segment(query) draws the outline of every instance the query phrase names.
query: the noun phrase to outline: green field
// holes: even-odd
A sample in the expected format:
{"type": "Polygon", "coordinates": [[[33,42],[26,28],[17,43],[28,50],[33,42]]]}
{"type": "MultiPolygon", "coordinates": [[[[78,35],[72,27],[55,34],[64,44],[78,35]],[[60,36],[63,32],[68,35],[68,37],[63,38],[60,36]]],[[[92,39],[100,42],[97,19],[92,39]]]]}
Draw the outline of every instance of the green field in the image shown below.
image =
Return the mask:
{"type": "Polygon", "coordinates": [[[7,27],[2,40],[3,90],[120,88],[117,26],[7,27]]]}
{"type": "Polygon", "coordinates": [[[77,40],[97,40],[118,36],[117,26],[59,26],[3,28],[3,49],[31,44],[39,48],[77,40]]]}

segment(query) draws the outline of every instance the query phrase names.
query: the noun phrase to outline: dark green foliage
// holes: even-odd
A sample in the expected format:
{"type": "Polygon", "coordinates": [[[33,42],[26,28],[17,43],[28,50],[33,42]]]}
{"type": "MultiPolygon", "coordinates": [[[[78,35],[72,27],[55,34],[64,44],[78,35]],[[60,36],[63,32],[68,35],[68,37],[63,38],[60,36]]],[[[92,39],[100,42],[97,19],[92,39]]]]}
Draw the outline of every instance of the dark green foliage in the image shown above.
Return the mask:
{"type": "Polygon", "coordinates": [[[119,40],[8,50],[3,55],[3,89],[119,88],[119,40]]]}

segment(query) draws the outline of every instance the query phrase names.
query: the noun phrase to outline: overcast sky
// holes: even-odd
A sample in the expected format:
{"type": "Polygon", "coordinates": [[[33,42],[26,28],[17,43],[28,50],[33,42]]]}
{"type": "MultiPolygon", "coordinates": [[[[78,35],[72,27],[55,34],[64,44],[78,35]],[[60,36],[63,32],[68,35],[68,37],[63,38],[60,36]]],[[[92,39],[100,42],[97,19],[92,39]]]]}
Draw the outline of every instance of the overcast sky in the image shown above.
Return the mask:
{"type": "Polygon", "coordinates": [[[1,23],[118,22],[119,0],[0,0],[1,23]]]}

Task goal: Show every line in the items above that contains the string "foliage". Case counts.

Output for this exercise:
query: the noun phrase to outline: dark green foliage
Draw the outline of every instance of the dark green foliage in the image shown above.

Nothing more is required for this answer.